::: TEXT PASSAGE

Quantifying the expected feature selection error for individual instances \(x\) (e.g., the snow-water equivalent and weather forecasts for a given day) is even more difficult. Even if the prediction model as a whole is close to the Bayes-optimal predictor, it may be far off for individual instances \(x\). To see how it might still be possible to quantify the error, check out our discussion of Rashomon sets below.
The omitted feature error can be quantified using interpretability techniques such as leave-one-covariate-out (LOCO) (Lei et al. 2018) or conditional feature importance (Strobl et al. 2008). These techniques also allow to quantify uncertainty but always require labeled data of \((X,Z)\).

::::::

◆ PROBLEM 1:
According to the passage on feature selection error, why is quantifying the expected error for individual instances especially difficult? Answer in one to three sentences.
◆ PROBLEM 2:
Retype the passage on feature selection error verbatim, starting at "The omitted feature" and ending at "data of \((X,Z)\).".
The items have no connection to the passage on feature selection error.

::: DATA

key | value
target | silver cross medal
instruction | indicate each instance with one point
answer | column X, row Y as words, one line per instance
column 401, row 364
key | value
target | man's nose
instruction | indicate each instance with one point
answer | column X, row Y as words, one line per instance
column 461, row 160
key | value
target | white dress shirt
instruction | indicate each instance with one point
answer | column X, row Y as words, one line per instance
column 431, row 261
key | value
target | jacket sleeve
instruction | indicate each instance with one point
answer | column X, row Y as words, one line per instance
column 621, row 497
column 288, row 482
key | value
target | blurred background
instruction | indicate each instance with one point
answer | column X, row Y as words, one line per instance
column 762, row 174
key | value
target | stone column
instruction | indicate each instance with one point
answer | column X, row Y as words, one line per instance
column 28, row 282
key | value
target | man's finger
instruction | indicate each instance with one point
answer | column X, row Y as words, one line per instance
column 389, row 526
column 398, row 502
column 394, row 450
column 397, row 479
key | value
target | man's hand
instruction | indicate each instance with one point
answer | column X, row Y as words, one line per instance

::::::

◆ RESULT 1:
A prediction model that is close to the Bayes-optimal predictor as a whole may still be far off for individual instances x. Being accurate overall therefore does not make it accurate for each single instance.

◆ RESULT 2:
The omitted feature error can be quantified using interpretability techniques such as leave-one-covariate-out (LOCO) (Lei et al. 2018) or conditional feature importance (Strobl et al. 2008). These techniques also allow to quantify uncertainty but always require labeled data of \((X,Z)\).